** Begin GIVEN RECORDS **

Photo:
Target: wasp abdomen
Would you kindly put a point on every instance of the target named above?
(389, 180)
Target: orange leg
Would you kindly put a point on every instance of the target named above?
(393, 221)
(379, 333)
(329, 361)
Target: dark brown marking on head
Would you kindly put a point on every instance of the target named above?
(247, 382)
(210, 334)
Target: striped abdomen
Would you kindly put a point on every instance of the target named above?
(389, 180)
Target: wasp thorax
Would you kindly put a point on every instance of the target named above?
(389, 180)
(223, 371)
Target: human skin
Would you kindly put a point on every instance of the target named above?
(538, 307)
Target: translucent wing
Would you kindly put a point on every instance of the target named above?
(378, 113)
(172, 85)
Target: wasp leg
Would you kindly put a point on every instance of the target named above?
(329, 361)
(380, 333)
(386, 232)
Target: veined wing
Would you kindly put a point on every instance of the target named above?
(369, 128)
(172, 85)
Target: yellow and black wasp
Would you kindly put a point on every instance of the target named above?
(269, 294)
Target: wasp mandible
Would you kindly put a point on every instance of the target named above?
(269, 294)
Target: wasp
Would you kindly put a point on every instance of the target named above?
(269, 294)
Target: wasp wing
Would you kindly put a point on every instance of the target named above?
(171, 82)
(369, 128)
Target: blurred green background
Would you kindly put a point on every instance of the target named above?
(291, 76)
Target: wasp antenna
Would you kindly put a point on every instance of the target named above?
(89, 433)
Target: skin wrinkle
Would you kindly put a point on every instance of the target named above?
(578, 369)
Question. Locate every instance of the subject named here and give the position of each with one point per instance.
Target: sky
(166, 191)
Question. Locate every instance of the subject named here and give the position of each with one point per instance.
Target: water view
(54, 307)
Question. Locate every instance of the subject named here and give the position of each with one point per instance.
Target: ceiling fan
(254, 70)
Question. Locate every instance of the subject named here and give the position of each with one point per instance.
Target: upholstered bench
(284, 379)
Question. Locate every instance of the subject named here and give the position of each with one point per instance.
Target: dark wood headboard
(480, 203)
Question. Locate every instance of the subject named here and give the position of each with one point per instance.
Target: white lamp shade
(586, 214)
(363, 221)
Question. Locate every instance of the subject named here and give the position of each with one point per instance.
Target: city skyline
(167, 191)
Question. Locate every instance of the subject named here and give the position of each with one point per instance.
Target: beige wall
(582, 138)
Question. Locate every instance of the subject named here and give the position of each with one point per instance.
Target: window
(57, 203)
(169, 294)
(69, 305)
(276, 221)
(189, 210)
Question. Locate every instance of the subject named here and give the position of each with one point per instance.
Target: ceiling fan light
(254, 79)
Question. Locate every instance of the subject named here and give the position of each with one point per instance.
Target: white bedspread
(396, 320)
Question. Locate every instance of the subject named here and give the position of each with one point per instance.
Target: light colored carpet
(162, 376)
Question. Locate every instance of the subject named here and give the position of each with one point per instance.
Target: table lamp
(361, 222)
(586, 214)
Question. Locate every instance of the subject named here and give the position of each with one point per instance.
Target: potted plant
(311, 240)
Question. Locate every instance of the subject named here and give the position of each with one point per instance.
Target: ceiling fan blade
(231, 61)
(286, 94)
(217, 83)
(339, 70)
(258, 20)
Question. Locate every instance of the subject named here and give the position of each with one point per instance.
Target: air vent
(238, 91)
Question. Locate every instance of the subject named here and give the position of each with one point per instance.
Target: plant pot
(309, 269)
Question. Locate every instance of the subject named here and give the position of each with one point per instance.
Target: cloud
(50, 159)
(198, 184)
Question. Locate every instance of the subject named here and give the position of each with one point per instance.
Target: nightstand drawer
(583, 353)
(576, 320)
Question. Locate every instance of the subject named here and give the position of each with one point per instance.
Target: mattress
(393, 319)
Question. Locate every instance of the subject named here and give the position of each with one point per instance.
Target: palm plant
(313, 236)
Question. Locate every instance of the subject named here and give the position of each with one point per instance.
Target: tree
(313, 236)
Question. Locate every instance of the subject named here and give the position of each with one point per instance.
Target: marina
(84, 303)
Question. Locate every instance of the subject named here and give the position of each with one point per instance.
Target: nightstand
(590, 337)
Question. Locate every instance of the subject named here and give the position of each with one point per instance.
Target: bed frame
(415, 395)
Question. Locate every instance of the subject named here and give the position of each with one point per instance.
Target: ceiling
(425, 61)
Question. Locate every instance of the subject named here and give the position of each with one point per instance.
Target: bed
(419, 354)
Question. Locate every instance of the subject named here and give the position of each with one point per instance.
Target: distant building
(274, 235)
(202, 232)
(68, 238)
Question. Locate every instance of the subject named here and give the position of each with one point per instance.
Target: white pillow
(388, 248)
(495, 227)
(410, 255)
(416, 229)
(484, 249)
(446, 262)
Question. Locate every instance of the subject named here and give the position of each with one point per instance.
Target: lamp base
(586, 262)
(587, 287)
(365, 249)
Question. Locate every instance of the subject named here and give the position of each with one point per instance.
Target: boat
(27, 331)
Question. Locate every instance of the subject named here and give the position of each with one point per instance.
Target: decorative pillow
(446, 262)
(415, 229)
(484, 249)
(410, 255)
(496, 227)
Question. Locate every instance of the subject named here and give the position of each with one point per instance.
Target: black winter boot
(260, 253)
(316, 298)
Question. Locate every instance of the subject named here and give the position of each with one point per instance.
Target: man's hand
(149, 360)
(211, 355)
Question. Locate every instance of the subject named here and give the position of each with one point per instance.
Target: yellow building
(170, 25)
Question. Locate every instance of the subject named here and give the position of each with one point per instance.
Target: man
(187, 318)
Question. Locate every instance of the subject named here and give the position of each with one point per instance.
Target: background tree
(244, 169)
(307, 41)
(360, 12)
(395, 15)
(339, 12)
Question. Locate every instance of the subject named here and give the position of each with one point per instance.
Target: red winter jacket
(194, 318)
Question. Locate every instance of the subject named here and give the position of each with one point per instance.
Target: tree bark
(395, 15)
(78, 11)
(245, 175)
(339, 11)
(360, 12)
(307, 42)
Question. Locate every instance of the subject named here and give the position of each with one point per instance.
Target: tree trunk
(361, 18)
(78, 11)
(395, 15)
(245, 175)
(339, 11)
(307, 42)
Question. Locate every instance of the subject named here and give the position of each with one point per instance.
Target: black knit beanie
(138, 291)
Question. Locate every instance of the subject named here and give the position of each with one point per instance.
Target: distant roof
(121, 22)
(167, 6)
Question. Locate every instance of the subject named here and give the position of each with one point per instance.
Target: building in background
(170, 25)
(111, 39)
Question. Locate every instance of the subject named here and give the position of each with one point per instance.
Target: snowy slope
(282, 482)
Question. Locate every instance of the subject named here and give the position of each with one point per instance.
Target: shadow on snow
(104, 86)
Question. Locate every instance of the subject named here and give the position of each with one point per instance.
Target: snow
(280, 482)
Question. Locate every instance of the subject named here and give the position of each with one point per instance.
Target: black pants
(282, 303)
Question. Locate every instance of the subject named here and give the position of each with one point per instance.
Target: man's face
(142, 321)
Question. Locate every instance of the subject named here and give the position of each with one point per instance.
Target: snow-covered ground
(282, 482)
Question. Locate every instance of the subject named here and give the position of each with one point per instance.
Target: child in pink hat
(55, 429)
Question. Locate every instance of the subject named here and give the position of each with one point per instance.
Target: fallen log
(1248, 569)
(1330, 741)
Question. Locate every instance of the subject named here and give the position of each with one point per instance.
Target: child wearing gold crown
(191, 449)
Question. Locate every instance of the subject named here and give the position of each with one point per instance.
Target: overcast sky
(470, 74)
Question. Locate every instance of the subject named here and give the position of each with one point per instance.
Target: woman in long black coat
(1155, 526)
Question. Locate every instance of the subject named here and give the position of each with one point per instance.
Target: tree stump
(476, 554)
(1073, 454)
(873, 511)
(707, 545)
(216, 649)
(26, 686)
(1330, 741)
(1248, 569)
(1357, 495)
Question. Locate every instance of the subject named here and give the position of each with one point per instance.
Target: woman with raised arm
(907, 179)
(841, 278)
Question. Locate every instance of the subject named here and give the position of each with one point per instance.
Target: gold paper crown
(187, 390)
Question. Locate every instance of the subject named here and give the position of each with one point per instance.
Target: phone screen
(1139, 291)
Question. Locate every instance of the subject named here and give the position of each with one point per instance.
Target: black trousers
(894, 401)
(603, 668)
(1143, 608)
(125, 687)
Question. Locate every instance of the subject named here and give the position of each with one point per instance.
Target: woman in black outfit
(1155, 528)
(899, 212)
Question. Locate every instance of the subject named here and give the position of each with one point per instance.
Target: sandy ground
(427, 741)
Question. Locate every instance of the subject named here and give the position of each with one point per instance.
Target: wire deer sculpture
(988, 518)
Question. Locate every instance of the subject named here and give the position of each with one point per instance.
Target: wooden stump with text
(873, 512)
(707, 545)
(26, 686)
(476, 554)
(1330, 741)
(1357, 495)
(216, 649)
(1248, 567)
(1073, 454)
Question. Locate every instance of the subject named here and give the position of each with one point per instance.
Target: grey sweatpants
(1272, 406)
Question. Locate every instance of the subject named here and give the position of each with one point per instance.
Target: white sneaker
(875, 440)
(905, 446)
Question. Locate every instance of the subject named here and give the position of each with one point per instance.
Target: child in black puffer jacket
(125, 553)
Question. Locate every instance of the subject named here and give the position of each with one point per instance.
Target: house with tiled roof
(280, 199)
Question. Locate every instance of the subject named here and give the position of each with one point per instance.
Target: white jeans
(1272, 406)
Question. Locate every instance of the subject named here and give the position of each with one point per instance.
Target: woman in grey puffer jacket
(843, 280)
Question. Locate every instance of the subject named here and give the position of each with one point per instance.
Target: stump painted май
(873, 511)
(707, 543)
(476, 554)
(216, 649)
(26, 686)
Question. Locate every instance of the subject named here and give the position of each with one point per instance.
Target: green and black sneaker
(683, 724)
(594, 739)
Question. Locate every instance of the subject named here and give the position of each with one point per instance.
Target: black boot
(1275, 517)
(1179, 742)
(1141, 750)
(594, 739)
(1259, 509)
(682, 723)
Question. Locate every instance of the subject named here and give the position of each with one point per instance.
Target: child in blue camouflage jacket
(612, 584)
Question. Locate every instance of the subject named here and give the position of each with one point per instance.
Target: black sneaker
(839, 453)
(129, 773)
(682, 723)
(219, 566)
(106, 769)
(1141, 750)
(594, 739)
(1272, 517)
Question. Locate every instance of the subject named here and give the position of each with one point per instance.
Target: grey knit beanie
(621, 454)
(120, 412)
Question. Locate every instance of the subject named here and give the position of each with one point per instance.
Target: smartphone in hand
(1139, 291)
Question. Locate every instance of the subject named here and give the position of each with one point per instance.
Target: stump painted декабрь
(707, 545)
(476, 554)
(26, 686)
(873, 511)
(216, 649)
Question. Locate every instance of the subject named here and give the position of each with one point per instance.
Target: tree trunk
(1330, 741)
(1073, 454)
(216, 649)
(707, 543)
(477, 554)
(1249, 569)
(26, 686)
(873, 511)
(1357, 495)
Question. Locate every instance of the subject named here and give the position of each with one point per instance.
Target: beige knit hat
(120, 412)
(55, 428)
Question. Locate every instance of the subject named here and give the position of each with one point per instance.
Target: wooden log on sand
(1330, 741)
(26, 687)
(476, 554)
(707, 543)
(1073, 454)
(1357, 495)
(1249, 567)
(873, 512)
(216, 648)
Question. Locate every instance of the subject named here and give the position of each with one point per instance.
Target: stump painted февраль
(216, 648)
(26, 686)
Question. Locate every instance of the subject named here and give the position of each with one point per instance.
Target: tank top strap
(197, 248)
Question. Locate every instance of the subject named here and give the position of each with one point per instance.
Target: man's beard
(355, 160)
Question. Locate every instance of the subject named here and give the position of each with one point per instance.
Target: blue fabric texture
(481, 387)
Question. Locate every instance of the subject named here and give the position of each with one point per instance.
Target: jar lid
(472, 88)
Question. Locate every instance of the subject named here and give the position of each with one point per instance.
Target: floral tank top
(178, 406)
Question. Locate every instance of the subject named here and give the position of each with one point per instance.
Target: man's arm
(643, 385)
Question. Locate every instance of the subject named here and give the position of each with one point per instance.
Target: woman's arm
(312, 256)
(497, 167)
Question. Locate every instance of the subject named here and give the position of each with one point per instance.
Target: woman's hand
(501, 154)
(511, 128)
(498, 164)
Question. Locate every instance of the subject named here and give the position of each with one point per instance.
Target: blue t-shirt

** End GIVEN RECORDS **

Pick out and copy every line above that contains the word "winter". Case counts.

■ **EXERCISE RESULT**
Target: black winter boot
Target: red winter jacket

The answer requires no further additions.